Passage provided

Women are marching, but would they lead us to nuclear war?
By Linda Pentz Gunter
There is a widely held view that men have generally screwed up the planet with their wars and imperialism and their corporate malfeasance. Men, it is argued, should step aside and let women run the world. It is, frankly, self-evident, and it’s a view I have articulated myself more than once.
US senator, Elizabeth Warren, is making the case right now that a woman is not only more than capable — but actually ideal — as the next president of the United States. The squabble over whether or not Bernie Sanders told her differently only serves to accentuate that, appallingly, we are still, in the 21st century US, having this debate.
But declaring that it’s our turn to run things and men should step aside is also, I suspect, too simplistic an answer. It is good people who should run the world, not one gender over another. (I welcome the discussion — and dissent — this may provoke. And even as I write this, I am not convinced there is one right answer.)
Indeed, while women may be generally more nurturing and less aggressive than men, we don’t always get it right.

2017 Women’s March in D.C. (Photo by Polly Irungu is licensed under CC BY-NC-ND 4.0)
There are plenty of stories currently flying around about the implosion of the Women’s March as an organization. Its founding leadership made a series of questionable decisions, including issuing policy decrees and attempting to trademark the name, all of which alienated its base.
The leadership also drew widespread protest — and prompted an exodus of Jewish supporters — when it was slow to distance itself from Louis Farrakhan’s Nation of Islam, designated a hate group by the Southern Poverty Law Center, and whose rally a Women’s March co-chair had attended.
Nevertheless, many of us — men and women — marched again on January 18, because President Trump is an insult not only to the rights of women but of humanity.
However, many progressive women preferred the candidacy of Bernie Sanders over Hillary Clinton during the previous presidential race. This was not inverse sexism — goodness knows we women desperately wanted a woman president! But we saw Clinton as dangerously hawkish. We did not trust her to choose nurture over nuclear war.

Items
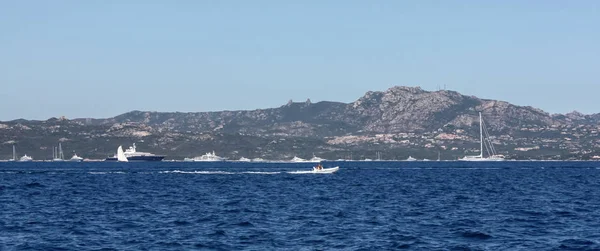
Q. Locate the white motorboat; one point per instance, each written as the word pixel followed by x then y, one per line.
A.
pixel 58 154
pixel 76 158
pixel 315 170
pixel 121 155
pixel 131 154
pixel 25 158
pixel 206 157
pixel 242 159
pixel 297 159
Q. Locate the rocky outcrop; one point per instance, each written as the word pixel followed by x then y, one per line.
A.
pixel 400 117
pixel 398 109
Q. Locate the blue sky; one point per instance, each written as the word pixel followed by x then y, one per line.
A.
pixel 103 58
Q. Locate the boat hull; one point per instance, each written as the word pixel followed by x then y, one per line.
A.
pixel 324 170
pixel 139 158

Set tasks
**A)** Do these statements agree with the article on women and leadership? (i) The author has never before argued that women should run the world. (ii) The author and other progressive women saw Clinton as dangerously hawkish. (iii) Many people marched again on January 18.
**B)** In the records, swap "Locate" for "Mark" from the line with "Q. Locate the rocky" to the line with "pixel 103 58", and leave everything else the same.

Exercise answers
**A)**
(i) No: "it’s a view I have articulated myself more than once."
(ii) Yes: "But we saw Clinton as dangerously hawkish."
(iii) Yes: "many of us — men and women — marched again on January 18"

**B)**
Q. Mark the rocky outcrop; one point per instance, each written as the word pixel followed by x then y, one per line.
A.
pixel 400 117
pixel 398 109
Q. Mark the blue sky; one point per instance, each written as the word pixel followed by x then y, one per line.
A.
pixel 103 58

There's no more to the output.